*** Extract to read Section Begins ***
Segmentation task

Segmentation task

Scripture's main algorithm to "segment" the genome from the sequence data into regions enriched in read coverage takes as input a read alignment file, genome information and filtering parameters to produce a transcript graph. Requires about 2 GB of memory for the data in the paper.

Command: java -Xmx2000m jar scripture.jar <Mandatory parameters> <optional parameter>
Mandatory Parameters

 -alignment: Path to the a spliced read alignment file. In this first version only one alignment is supported, so various sequencing lanes must be combined before invoking scripture. Alignments must be in BAM or SAM format and need to be both sorted and indexed. To sort and index we recommend to use igvtools (for SAM) and samtools (from BAM).
*** Extract to read Section Ends ***
*** The data Section Begins ***
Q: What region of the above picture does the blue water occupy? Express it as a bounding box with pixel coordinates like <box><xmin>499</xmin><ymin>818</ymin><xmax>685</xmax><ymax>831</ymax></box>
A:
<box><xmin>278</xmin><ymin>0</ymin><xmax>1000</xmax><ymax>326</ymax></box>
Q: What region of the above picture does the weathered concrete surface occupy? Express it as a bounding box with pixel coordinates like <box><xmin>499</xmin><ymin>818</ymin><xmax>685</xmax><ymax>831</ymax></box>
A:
*** The data Section Ends ***
*** The data Section Begins ***
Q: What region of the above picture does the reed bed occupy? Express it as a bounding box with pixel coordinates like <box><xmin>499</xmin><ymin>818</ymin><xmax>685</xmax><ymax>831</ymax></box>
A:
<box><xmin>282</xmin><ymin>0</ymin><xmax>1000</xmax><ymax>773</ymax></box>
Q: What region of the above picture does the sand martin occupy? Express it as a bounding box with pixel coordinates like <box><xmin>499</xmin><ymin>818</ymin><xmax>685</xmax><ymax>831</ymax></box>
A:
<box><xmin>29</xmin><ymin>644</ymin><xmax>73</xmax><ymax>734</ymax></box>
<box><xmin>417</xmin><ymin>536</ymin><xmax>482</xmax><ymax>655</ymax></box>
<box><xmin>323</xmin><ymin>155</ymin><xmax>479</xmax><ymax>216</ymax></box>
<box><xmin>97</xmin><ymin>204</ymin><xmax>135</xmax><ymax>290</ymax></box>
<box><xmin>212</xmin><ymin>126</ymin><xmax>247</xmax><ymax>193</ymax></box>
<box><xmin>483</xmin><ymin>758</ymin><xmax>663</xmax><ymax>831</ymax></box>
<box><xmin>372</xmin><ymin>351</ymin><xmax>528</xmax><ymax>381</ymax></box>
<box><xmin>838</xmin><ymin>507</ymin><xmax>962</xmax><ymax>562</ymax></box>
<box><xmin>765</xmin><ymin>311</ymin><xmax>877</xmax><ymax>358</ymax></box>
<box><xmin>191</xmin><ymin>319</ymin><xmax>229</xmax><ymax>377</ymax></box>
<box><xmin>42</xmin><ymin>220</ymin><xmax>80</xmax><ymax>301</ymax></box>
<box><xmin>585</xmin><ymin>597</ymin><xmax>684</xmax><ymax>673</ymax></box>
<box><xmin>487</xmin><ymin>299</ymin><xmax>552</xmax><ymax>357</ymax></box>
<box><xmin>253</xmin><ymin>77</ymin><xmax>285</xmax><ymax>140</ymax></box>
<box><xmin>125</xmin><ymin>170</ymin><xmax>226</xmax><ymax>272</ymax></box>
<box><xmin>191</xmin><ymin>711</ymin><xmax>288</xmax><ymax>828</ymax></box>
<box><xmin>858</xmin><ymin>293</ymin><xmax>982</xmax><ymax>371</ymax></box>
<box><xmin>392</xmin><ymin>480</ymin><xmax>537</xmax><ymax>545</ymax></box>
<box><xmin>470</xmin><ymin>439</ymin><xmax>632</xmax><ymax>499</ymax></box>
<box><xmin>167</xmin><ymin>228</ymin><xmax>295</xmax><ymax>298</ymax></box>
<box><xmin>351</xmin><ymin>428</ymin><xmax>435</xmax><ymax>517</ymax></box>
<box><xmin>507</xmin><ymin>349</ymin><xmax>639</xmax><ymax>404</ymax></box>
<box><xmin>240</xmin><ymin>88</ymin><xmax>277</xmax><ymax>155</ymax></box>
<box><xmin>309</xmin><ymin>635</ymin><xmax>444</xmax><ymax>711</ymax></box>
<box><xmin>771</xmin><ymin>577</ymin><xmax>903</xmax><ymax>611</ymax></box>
*** The data Section Ends ***
Go on with the documentation page on Scripture's segmentation task, starting right after its last sentence. This material was taken from a separate source and is unrelated to the text.

#### [Response to the exercise]
-out: Path to a file for Scripture to write its output. The output of Scripture is a BED file format containing all identified transcripts, additionally scripture also outputs a full graph file containing all segments found in the data (significant or not) to a file named after the value specified by this parameter but with an extra .dot extension. The format of the graph file is DOT. This file is self contained and can be used to estimate expression or further processing (e.g. add paired data if non was used when this task was ran). See extract task for information on how to view information in this file.

-sizeFile: A 2-column tab separated file containing the chromosome name and size for the organism.

-chr: Chromosome to segment (in this version Scripture calls transcripts one chromsome at a time).

-chrSequence: Full path to the chromosome sequence in fasta format for the chromosome to segment.

Optional Parameters

-start: Start of region to segment if not segmenting the full chromosome.

-end: End of region to segment when not segmenting the full chromosome.

-windows: Comma separated list of fixed size windows to scan. By default Scripture identifies regions of uninterrupted coverage and uses this regions to segment the data. However, in some cases it is usefule to specify alternative or multiple window sizes.

-alpha: Desired genome-wide significance level, the default is 0.05.

-pairedEnd: Paired end data. This file can be in either SAM, BAM format and should contain the full insert  (from the end of the first pair to the beginning of the second pair) as it maps to the genome.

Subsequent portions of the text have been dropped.